EXERCISE REQUIREMENTS
Can you write out again, requests included, only the rows from the line with "FIND overcast sky" to the line with "top-left (0, 297), bottom-right (568, 478)", both ends included, with every answer coordinate shifted up by 67? The coordinates in the requests and their format samples stay as they are.

EXERCISE MATERIAL

+---+

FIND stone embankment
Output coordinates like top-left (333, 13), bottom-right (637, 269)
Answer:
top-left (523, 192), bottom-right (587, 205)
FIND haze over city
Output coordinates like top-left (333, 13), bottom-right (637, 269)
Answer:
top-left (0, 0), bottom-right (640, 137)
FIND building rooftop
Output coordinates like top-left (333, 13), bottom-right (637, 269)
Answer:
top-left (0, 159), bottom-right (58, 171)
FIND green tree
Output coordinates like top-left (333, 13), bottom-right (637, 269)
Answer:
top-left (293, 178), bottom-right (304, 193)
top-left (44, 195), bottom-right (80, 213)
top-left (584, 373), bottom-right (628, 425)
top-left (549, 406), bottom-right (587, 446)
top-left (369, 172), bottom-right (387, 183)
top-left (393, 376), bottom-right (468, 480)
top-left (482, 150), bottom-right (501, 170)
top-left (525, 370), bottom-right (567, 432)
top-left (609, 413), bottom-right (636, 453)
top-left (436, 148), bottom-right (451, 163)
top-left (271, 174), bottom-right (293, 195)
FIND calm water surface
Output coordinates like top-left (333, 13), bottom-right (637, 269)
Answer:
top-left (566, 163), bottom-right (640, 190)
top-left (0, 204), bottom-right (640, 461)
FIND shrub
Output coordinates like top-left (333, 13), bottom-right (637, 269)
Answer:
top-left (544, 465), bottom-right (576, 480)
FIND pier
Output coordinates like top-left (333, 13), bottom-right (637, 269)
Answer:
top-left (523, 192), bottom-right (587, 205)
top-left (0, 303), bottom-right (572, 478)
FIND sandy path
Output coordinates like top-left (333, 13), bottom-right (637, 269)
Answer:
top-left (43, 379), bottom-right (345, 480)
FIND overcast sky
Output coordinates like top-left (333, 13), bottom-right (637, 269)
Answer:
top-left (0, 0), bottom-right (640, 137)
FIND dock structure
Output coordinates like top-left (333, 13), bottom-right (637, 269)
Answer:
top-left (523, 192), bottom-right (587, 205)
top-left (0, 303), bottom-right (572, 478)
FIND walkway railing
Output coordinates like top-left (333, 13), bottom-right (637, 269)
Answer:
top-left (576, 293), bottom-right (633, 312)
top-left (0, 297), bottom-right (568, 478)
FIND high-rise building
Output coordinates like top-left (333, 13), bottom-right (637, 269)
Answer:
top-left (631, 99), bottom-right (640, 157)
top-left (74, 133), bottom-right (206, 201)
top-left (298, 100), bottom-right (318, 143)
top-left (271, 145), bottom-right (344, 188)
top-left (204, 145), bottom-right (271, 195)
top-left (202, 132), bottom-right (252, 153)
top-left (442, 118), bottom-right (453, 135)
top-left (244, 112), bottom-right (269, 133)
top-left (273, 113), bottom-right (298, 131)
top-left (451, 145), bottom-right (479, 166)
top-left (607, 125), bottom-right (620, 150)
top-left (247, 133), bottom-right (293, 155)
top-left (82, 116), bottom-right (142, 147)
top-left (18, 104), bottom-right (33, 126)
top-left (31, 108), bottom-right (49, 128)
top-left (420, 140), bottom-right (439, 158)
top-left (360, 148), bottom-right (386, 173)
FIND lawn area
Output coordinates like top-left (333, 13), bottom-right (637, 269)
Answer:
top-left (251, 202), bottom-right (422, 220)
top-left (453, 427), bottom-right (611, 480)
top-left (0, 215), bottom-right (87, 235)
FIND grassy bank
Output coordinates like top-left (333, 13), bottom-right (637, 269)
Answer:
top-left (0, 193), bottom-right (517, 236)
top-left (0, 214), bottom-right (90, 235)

+---+

FINISHED ANSWER
FIND overcast sky
Output coordinates like top-left (333, 13), bottom-right (637, 269)
Answer:
top-left (67, 67), bottom-right (707, 204)
FIND dock structure
Output coordinates like top-left (333, 13), bottom-right (637, 269)
Answer:
top-left (590, 259), bottom-right (654, 272)
top-left (67, 370), bottom-right (639, 545)
FIND walkway railing
Output coordinates like top-left (333, 13), bottom-right (637, 269)
Answer:
top-left (643, 360), bottom-right (700, 379)
top-left (67, 364), bottom-right (635, 545)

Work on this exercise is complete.